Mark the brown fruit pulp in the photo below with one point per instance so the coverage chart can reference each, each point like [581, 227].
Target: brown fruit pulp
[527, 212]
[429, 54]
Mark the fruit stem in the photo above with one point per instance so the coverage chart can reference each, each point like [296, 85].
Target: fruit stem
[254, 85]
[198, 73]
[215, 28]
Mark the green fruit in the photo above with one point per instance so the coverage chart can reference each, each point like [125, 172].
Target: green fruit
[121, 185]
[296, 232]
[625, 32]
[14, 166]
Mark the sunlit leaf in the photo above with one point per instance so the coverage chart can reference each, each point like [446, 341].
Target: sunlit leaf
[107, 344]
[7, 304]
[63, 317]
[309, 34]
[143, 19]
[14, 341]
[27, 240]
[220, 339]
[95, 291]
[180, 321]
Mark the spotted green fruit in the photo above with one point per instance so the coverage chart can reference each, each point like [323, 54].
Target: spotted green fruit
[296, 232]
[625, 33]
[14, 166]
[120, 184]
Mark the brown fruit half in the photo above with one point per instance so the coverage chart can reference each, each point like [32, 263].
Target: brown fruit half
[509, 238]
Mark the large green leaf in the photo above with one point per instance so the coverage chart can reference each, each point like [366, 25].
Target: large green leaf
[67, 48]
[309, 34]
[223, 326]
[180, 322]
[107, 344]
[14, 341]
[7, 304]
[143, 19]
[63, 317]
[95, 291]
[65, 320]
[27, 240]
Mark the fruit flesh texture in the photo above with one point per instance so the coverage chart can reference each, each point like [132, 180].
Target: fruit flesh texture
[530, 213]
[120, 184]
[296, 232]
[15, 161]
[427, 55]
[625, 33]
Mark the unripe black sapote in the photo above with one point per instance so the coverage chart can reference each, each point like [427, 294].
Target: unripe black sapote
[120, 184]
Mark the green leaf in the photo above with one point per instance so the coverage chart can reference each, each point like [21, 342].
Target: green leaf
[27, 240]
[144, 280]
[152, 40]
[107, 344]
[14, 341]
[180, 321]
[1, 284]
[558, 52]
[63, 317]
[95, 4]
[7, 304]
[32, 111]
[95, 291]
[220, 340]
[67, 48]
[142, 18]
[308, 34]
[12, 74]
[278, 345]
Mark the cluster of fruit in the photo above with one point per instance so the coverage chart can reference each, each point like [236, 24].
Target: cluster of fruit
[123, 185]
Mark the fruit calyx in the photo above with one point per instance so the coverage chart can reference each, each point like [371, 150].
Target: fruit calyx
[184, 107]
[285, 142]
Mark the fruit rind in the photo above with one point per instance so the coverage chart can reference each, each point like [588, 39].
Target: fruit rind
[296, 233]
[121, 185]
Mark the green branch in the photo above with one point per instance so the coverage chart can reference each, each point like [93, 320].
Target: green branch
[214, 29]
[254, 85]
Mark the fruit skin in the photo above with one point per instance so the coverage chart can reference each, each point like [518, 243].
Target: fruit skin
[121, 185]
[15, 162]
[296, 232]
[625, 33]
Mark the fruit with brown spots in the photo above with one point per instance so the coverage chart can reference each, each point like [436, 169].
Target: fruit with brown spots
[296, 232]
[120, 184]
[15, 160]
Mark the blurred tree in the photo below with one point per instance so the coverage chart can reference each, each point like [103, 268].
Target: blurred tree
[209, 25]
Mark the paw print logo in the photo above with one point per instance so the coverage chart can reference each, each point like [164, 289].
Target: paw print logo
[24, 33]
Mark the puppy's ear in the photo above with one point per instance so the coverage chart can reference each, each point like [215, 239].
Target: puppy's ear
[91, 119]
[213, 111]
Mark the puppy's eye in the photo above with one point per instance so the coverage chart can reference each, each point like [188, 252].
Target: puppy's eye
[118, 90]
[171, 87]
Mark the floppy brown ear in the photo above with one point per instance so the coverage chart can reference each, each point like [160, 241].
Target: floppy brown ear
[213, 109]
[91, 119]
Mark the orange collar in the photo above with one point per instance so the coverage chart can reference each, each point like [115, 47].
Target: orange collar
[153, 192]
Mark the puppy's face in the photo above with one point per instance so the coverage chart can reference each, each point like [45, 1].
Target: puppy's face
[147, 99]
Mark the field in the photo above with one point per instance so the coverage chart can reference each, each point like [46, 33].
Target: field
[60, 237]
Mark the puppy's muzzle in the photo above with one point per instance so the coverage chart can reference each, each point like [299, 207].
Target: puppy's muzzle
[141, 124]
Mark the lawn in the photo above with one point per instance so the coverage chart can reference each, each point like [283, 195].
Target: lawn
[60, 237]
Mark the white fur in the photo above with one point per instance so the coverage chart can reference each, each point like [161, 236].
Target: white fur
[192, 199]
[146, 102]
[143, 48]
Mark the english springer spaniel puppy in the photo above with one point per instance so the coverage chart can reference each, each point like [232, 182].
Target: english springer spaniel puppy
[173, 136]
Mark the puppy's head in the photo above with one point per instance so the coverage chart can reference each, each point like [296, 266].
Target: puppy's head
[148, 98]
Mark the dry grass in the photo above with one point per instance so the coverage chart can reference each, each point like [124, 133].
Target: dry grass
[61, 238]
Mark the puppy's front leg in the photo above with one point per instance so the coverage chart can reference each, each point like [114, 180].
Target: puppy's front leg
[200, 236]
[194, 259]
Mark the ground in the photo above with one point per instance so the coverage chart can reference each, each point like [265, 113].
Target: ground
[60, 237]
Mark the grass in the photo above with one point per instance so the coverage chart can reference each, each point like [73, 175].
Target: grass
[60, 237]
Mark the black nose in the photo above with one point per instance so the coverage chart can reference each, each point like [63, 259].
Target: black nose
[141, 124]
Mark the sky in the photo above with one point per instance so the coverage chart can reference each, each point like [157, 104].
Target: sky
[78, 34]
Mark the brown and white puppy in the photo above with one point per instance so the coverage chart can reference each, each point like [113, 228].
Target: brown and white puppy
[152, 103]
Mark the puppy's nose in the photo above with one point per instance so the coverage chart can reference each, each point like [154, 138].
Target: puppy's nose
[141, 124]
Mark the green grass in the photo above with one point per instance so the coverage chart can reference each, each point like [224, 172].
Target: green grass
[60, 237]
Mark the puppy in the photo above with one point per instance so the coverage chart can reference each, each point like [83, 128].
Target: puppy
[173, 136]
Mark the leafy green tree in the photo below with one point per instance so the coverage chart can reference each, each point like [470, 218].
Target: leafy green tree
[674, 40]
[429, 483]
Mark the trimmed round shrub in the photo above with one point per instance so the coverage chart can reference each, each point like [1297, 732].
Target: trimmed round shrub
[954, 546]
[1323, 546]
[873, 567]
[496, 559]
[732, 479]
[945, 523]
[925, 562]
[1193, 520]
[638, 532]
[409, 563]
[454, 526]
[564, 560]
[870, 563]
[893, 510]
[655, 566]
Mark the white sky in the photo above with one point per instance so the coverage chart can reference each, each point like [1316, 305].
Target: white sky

★ ★ ★ ★ ★ ★ ★

Extract all the entries word for word.

ANSWER IN FULL:
Mark the brown fruit pulp in the photo below with one point per instance so the coverage chart can reference each, each point like [581, 227].
Target: brown fruit pulp
[527, 212]
[429, 54]
Mark the fruit stem in the photo above with one point per instance so the coverage chart can reference each, each point like [296, 85].
Target: fruit stem
[254, 85]
[198, 73]
[215, 28]
Mark the green fruit in the photo above with one point per instance so the coverage chart can reference each, each point like [125, 172].
Target: green fruit
[121, 185]
[296, 232]
[625, 32]
[14, 166]
Mark the sunlit leaf in the photo above with one point per instance so the coverage chart can reference each, each point like [446, 341].
Target: sunlit leaf
[107, 344]
[7, 304]
[63, 317]
[309, 34]
[143, 19]
[14, 341]
[27, 240]
[220, 339]
[95, 291]
[180, 321]
Mark the spotted green fruit in the photo above with one point per instance so the coverage chart can reference each, each point like [323, 54].
Target: spotted green fruit
[296, 232]
[625, 33]
[14, 166]
[120, 184]
Mark the brown fruit half in the photo above with one point per instance so the coverage chart can reference each, each point like [32, 263].
Target: brown fruit half
[509, 238]
Mark the large green leaf in the photo above with one point per instance so the coverage chart can reference each, each point like [366, 25].
Target: large green leaf
[67, 48]
[309, 34]
[223, 326]
[180, 322]
[107, 344]
[14, 341]
[7, 304]
[143, 19]
[63, 317]
[95, 291]
[65, 320]
[27, 240]
Mark the fruit flesh texture in the photo above with one point per instance so the coverage chart can reference each, each point like [132, 180].
Target: fruit flesh texture
[530, 213]
[120, 184]
[296, 232]
[15, 161]
[427, 55]
[625, 33]
Mark the unripe black sapote in the photo above with one point per instance so the coverage chart can reference each, each point like [427, 294].
Target: unripe black sapote
[120, 184]
Mark the green leaf in the photo above with one point per instance so the coverage chart can reference each, each point like [21, 342].
Target: green leaf
[27, 240]
[144, 280]
[152, 40]
[107, 344]
[14, 341]
[180, 321]
[1, 284]
[558, 52]
[63, 317]
[95, 4]
[7, 304]
[32, 111]
[95, 291]
[220, 340]
[67, 48]
[142, 18]
[308, 34]
[12, 74]
[278, 345]
Mark the cluster of fruit in the photo above with one point per instance so the coverage chart can reference each, each point like [236, 24].
Target: cluster of fruit
[123, 185]
Mark the fruit calyx in the photo above with one point per instance so the coverage chart can reference each, each point like [371, 150].
Target: fruit calyx
[184, 107]
[285, 142]
Mark the fruit rind in the photo above with one point per instance so the coverage chart can reference each, each point like [588, 39].
Target: fruit rind
[296, 233]
[121, 185]
Mark the green branch in the photo above with one point per instance so the coverage chart can reference each, each point like [93, 320].
Target: green branch
[214, 29]
[254, 85]
Mark the fruit skin in the photo above with one point per instance so the coverage chart can reference each, each point like [518, 243].
Target: fruit skin
[121, 185]
[15, 162]
[296, 232]
[625, 33]
Mark the fruit with brown spots in the photo above with one point per instance so the coverage chart can reference each, each point like [436, 169].
Target: fruit with brown spots
[296, 232]
[120, 184]
[15, 160]
Mark the blurred tree in the photo below with one point per instance so the coverage chart can reference each, each point like [103, 268].
Target: blurred tree
[209, 25]
Mark the paw print logo in the photo above with one point per instance so the coverage chart can reference each, each point like [164, 289].
Target: paw print logo
[24, 33]
Mark the puppy's ear in the photo above with one point per instance so the coverage chart can reference each, each point like [215, 239].
Target: puppy's ear
[91, 119]
[213, 111]
Mark the puppy's eye in the photo above with one point per instance so the coverage chart can reference each, each point like [188, 252].
Target: puppy's eye
[118, 90]
[171, 87]
Mark the floppy brown ear in the photo above with one point per instance so the coverage chart can reference each, each point like [160, 241].
Target: floppy brown ear
[213, 109]
[91, 119]
Mark the orange collar in the photo above with one point per instance so the coverage chart can reference each, each point like [115, 47].
Target: orange collar
[153, 192]
Mark the puppy's face in the photo above with one point per instance so the coverage chart can reference each, each point like [45, 1].
Target: puppy's face
[147, 99]
Mark the field in the photo above with one point per instance so the coverage chart can reference each, each point like [46, 33].
Target: field
[60, 237]
Mark the puppy's muzzle in the photo above with one point per instance so the coverage chart can reference each, each point like [299, 207].
Target: puppy's muzzle
[141, 124]
Mark the lawn in the photo above with one point per instance so the coverage chart can reference each, each point like [283, 195].
Target: lawn
[60, 237]
Mark the white fur in the photo above with one point per instance so the coverage chart can reference each, each point like [161, 236].
Target: white fur
[192, 199]
[146, 102]
[143, 48]
Mark the english springer spaniel puppy in the photo above with one point per instance so the coverage chart can reference each, each point like [232, 182].
Target: english springer spaniel puppy
[173, 136]
Mark the puppy's head in the photo above with one point per instance so the coverage chart can reference each, each point like [296, 266].
Target: puppy's head
[148, 98]
Mark the dry grass in the photo above with one point per instance so the coverage chart can reference each, each point like [124, 133].
Target: dry grass
[61, 238]
Mark the puppy's front leg in the photo above with one point per instance so the coverage chart can reference each, each point like [114, 180].
Target: puppy's front leg
[200, 236]
[194, 259]
Mark the ground in the photo above with one point per instance so the coverage chart can reference each, each point like [265, 113].
Target: ground
[60, 237]
Mark the grass in the photo above with one point per instance so the coverage chart can reference each, each point like [73, 175].
Target: grass
[60, 237]
Mark the black nose in the photo above with one point per instance so the coverage chart can reference each, each point like [63, 259].
Target: black nose
[141, 124]
Mark the sky in the photo above with one point per instance so the coverage chart can reference each, each point like [157, 104].
Target: sky
[78, 34]
Mark the brown and white puppy in the photo above with one point per instance so the coverage chart can reference each, each point like [113, 228].
Target: brown and white puppy
[152, 103]
Mark the puppy's nose in the photo above with one point per instance so the coverage chart can reference each, each point like [154, 138].
Target: puppy's nose
[141, 124]
Mark the green grass in the photo above with one point per instance so the coverage chart can reference each, each point like [224, 172].
Target: green grass
[60, 237]
Mark the puppy in the photo above with one point per instance so the coverage chart can reference each, each point like [83, 128].
Target: puppy
[173, 136]
Mark the leafy green tree in the photo below with one point per instance so the coverage chart can reference each, each point like [470, 218].
Target: leafy green tree
[674, 40]
[429, 483]
Mark the trimmed round shrub in the photo above with one point per instance so the coverage chart can reference each, each point like [1297, 732].
Target: trimmed round shrub
[954, 546]
[1323, 546]
[873, 567]
[496, 559]
[732, 479]
[945, 523]
[925, 562]
[1193, 520]
[638, 532]
[409, 563]
[454, 526]
[564, 560]
[870, 563]
[893, 510]
[655, 566]
Mark the white sky in the photo above with one point per instance so the coverage chart can reference each, each point like [1316, 305].
Target: white sky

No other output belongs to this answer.